• Given task: Starting at the line that holds "Target = log wall", set down each line through the end of the listing, exactly as written and with nothing added.

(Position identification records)

**********

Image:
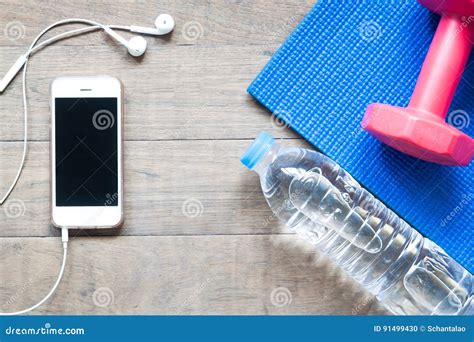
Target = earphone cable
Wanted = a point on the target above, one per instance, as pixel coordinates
(64, 238)
(95, 25)
(33, 48)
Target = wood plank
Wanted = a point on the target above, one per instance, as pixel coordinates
(161, 178)
(216, 22)
(173, 93)
(178, 275)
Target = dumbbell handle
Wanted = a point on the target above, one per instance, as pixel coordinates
(444, 65)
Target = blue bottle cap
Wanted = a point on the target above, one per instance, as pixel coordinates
(259, 147)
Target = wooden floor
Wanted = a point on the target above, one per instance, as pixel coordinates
(198, 237)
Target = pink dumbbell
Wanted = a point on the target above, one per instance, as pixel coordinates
(420, 130)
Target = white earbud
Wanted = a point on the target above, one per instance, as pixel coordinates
(137, 46)
(164, 24)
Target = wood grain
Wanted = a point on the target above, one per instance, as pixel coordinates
(171, 188)
(174, 93)
(178, 275)
(199, 237)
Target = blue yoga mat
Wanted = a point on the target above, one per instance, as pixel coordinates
(346, 55)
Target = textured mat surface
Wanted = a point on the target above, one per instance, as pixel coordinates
(347, 54)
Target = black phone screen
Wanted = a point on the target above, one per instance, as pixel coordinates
(86, 149)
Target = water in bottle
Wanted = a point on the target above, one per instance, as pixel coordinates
(319, 200)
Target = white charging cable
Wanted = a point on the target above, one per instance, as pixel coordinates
(65, 239)
(34, 48)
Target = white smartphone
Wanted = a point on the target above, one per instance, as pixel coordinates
(86, 152)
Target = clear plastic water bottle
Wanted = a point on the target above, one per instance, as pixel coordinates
(315, 197)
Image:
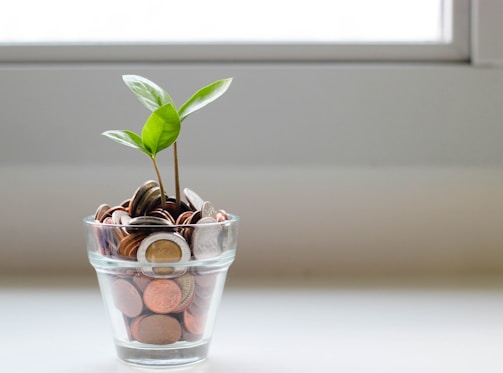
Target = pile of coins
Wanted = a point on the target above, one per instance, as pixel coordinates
(164, 311)
(162, 304)
(144, 209)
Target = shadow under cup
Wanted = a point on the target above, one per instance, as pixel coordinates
(162, 306)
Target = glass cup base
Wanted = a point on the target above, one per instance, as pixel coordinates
(156, 356)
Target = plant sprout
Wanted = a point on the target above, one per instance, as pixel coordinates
(162, 127)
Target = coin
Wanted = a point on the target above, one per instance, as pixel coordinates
(221, 215)
(207, 210)
(195, 202)
(120, 216)
(126, 298)
(193, 324)
(129, 244)
(206, 239)
(141, 281)
(163, 247)
(100, 212)
(162, 296)
(187, 285)
(156, 329)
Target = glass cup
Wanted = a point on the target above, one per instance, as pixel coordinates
(161, 286)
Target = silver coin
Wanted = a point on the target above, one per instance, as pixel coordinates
(206, 239)
(207, 210)
(195, 202)
(120, 217)
(149, 220)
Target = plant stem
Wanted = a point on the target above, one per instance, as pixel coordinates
(163, 194)
(177, 179)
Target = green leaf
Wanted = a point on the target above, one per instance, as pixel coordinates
(127, 138)
(149, 93)
(161, 129)
(203, 97)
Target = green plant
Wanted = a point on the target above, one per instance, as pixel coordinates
(162, 127)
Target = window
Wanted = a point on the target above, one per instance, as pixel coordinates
(221, 30)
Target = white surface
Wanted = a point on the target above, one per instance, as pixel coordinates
(274, 329)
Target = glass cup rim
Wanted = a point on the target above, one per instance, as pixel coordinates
(90, 220)
(102, 261)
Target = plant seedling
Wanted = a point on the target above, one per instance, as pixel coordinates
(162, 127)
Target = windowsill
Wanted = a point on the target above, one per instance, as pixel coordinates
(270, 327)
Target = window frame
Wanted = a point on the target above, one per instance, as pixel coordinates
(457, 49)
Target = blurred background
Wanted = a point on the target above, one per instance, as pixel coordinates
(343, 157)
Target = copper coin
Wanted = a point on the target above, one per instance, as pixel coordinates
(156, 329)
(193, 324)
(188, 286)
(162, 295)
(128, 246)
(126, 298)
(184, 216)
(100, 212)
(141, 281)
(163, 247)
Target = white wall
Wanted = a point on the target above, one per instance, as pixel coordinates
(334, 169)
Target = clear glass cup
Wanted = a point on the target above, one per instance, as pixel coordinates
(161, 299)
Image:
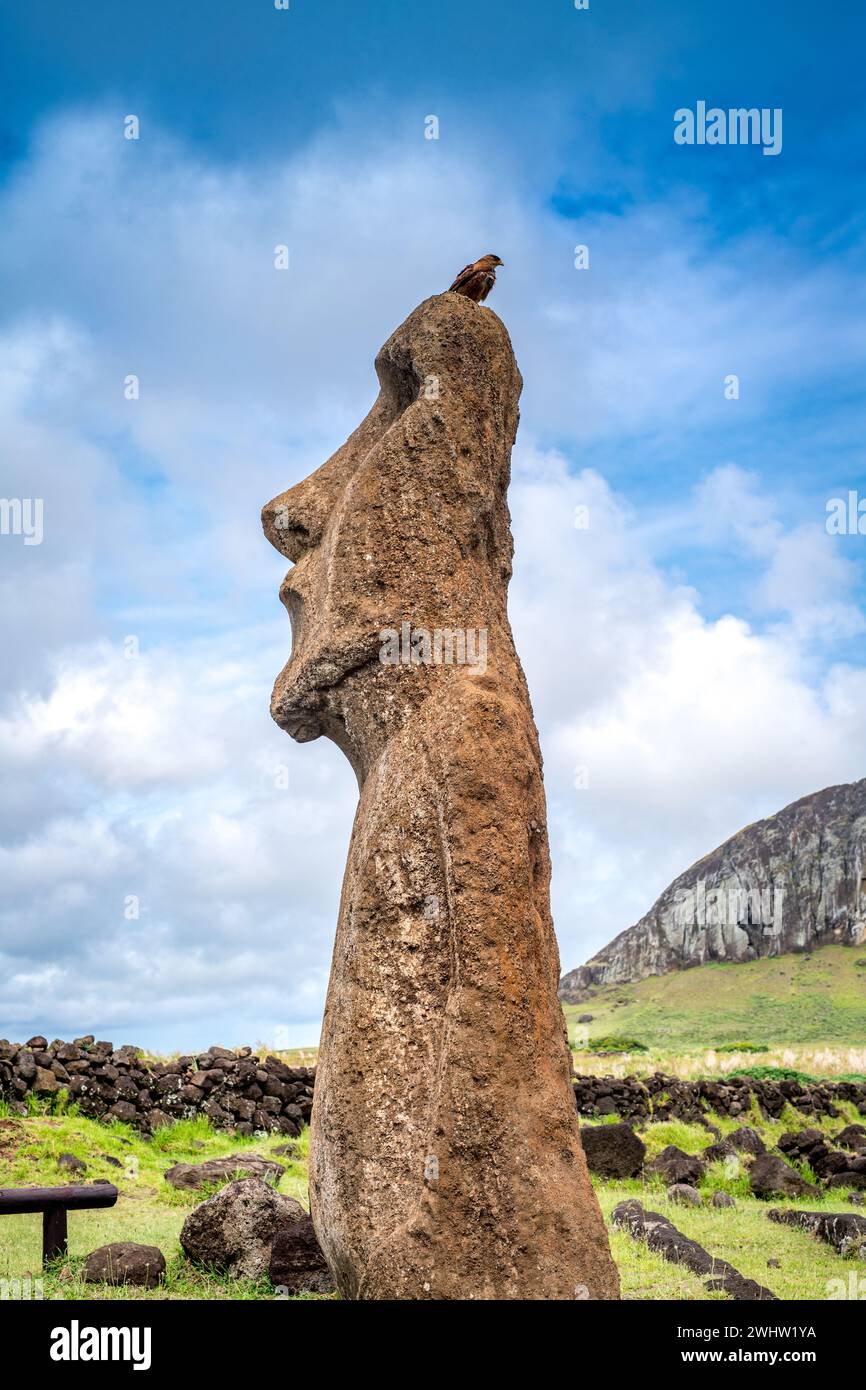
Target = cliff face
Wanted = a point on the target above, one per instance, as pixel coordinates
(794, 881)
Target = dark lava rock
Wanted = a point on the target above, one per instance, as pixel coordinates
(770, 1176)
(235, 1230)
(613, 1150)
(124, 1262)
(298, 1264)
(747, 1140)
(674, 1166)
(685, 1194)
(186, 1176)
(71, 1164)
(843, 1230)
(662, 1236)
(854, 1136)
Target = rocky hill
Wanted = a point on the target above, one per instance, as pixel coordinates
(793, 881)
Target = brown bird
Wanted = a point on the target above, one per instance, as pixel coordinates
(477, 280)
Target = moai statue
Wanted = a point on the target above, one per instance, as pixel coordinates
(445, 1150)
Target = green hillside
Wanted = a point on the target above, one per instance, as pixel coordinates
(787, 1000)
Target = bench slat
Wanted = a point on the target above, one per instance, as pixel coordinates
(17, 1201)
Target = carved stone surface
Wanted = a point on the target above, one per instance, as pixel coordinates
(445, 1147)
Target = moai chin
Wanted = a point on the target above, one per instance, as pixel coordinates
(445, 1154)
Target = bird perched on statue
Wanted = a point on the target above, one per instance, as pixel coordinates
(477, 280)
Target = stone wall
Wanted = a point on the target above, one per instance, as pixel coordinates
(242, 1091)
(662, 1097)
(235, 1089)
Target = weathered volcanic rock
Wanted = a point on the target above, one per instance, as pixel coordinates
(788, 883)
(662, 1236)
(298, 1264)
(770, 1176)
(445, 1148)
(747, 1140)
(673, 1165)
(124, 1262)
(840, 1229)
(613, 1150)
(235, 1230)
(684, 1194)
(185, 1176)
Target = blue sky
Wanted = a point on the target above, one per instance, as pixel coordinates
(699, 648)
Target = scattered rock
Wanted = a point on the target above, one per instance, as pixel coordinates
(674, 1166)
(843, 1230)
(662, 1236)
(71, 1164)
(747, 1140)
(613, 1150)
(235, 1230)
(455, 763)
(298, 1264)
(186, 1176)
(770, 1176)
(854, 1136)
(684, 1194)
(124, 1262)
(717, 1153)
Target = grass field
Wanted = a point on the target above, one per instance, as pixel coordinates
(805, 1014)
(152, 1212)
(808, 1007)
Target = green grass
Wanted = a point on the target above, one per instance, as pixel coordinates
(787, 1000)
(148, 1209)
(744, 1235)
(152, 1212)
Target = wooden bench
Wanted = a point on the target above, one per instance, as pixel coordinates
(54, 1203)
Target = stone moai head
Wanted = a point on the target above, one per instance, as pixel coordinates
(405, 524)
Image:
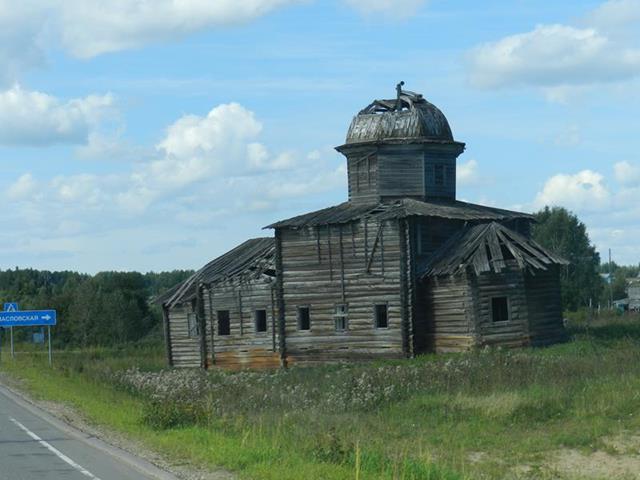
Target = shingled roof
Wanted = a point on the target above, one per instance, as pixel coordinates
(407, 207)
(253, 257)
(486, 248)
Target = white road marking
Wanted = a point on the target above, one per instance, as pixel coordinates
(55, 451)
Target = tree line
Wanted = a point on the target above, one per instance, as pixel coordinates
(116, 307)
(582, 285)
(104, 309)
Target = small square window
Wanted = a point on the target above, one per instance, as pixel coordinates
(340, 317)
(304, 319)
(193, 329)
(381, 314)
(260, 318)
(224, 323)
(499, 309)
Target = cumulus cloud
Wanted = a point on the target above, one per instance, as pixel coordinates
(211, 158)
(627, 173)
(612, 215)
(24, 187)
(205, 168)
(585, 191)
(467, 173)
(36, 118)
(87, 28)
(395, 8)
(552, 55)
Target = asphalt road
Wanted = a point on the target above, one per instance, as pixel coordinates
(36, 446)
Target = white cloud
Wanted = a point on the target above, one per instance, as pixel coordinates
(553, 55)
(585, 191)
(569, 137)
(395, 8)
(36, 118)
(467, 173)
(627, 173)
(206, 168)
(24, 187)
(612, 215)
(87, 28)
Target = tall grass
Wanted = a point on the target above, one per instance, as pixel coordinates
(481, 414)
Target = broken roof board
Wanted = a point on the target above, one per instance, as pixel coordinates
(481, 247)
(347, 212)
(256, 254)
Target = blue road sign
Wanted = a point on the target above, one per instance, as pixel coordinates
(27, 318)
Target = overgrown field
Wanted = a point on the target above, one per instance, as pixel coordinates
(485, 414)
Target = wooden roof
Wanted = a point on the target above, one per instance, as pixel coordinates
(407, 207)
(254, 257)
(486, 248)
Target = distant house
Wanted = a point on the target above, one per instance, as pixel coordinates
(399, 269)
(224, 314)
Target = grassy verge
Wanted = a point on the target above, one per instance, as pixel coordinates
(489, 414)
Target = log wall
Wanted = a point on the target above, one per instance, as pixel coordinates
(185, 350)
(545, 307)
(510, 284)
(448, 314)
(357, 264)
(244, 347)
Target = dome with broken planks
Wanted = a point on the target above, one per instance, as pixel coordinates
(407, 118)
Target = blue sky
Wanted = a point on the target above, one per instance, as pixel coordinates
(140, 135)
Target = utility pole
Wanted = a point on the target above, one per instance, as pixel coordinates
(610, 281)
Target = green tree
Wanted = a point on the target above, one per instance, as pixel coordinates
(562, 232)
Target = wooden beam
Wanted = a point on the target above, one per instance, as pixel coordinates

**********

• Finished exercise:
Target = log wall
Wanted = a point on the target above, one per instance, as pixel coordinates
(185, 350)
(545, 307)
(510, 284)
(448, 314)
(357, 264)
(244, 347)
Target = dome with broken planks
Wanted = a point on the target above, one per instance, as pixel coordinates
(407, 118)
Target = blue sky
Wanted = a point on the target above, one per instance, as pixel coordinates
(140, 135)
Target = utility pole
Wanted = a point on the target above, one per instance, as pixel coordinates
(610, 281)
Target = green tree
Wanted = a point on the target above, one per instance, as pixel coordinates
(562, 232)
Target = wooden beam
Wanted = a point on the target above, one per instance, as pixel coordinates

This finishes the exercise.